#### Prompt A:
Summarize the passage on Harold von Schmidt in two sentences.
#### Prompt B:
Reproduce the passage on Harold von Schmidt word for word, starting at "Harold von Schmidt" and ending at "practice in 1924.".

* Start Document *

Harold von Schmidt (May 19, 1893 – June 3, 1982) was an American illustrator, who specialized in magazine interior illustrations.

Early life
Born in Alameda, California in 1893, he was orphaned at the age of five. After a year in an orphanage, he went to live with his Aunt Lily Von Schmidt, an artist in her own right, and her second husband, Major Charles Lee Tilden, who had been a forty-niner, and founder of Tilden Park in Alameda County. As a youth, von Schmidt worked as a cowhand and a construction worker. In 1920 and 1924, he was on the United States Olympic Rugby team along with his cousin Charles Lee Tilden Jr. Although the United States team won the gold medal both years, von Schmidt did not play in the only game in 1920, and was sidelined by an injury in the final practice in 1924.

* End Document *
* Start Stored records *

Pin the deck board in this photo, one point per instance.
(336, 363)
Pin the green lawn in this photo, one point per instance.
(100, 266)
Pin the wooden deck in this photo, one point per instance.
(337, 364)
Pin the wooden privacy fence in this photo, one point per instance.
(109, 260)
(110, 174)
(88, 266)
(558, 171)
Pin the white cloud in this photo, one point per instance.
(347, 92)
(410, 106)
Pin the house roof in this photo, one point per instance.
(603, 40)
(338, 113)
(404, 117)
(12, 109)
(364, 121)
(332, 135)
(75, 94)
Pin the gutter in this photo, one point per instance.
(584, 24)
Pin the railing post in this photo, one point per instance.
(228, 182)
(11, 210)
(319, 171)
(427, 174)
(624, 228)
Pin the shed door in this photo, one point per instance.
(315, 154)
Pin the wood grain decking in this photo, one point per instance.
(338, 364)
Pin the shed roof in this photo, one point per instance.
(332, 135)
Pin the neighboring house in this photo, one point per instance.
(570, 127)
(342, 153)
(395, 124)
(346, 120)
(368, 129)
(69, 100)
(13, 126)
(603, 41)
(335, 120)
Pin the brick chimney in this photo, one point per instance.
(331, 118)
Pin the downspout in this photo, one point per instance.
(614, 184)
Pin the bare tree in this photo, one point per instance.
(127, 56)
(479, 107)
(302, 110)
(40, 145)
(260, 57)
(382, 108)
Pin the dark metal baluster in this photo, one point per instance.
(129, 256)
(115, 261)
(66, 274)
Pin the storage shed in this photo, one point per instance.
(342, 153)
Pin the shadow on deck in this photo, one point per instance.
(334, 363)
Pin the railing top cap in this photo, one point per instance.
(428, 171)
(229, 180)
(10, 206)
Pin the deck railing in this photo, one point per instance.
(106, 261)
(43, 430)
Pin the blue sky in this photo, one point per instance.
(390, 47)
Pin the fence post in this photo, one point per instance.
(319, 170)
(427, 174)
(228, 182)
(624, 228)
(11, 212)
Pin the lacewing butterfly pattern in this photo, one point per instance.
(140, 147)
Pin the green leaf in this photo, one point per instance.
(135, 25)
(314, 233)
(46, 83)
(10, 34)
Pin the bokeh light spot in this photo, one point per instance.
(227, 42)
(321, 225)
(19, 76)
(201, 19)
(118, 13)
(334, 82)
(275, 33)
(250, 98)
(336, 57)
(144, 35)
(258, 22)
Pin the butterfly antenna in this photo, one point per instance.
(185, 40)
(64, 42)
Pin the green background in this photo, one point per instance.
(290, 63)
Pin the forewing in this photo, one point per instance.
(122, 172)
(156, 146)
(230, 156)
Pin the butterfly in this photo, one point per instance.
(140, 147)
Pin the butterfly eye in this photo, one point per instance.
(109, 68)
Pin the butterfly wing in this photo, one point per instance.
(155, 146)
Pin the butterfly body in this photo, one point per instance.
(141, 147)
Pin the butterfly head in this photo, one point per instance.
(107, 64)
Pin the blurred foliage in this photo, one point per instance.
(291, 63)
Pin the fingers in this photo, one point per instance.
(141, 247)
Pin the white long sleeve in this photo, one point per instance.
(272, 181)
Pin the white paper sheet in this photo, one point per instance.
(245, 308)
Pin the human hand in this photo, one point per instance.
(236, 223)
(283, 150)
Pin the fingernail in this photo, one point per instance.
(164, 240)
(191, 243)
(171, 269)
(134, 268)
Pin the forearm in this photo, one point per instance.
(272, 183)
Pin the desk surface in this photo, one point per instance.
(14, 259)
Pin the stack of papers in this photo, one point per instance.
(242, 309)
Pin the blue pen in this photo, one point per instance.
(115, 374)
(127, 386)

* End Stored records *

#### Exercise result A:
Harold von Schmidt (1893–1982) was an American illustrator who specialized in magazine interior illustrations. Born in Alameda, California, and orphaned at five, he was raised by his Aunt Lily Von Schmidt and Major Charles Lee Tilden, worked as a cowhand and construction worker, and was on the United States Olympic rugby team in 1920 and 1924, though he did not play in the only 1920 game and was injured in the final practice in 1924.

#### Exercise result B:
Harold von Schmidt (May 19, 1893 – June 3, 1982) was an American illustrator, who specialized in magazine interior illustrations.

Early life
Born in Alameda, California in 1893, he was orphaned at the age of five. After a year in an orphanage, he went to live with his Aunt Lily Von Schmidt, an artist in her own right, and her second husband, Major Charles Lee Tilden, who had been a forty-niner, and founder of Tilden Park in Alameda County. As a youth, von Schmidt worked as a cowhand and a construction worker. In 1920 and 1924, he was on the United States Olympic Rugby team along with his cousin Charles Lee Tilden Jr. Although the United States team won the gold medal both years, von Schmidt did not play in the only game in 1920, and was sidelined by an injury in the final practice in 1924.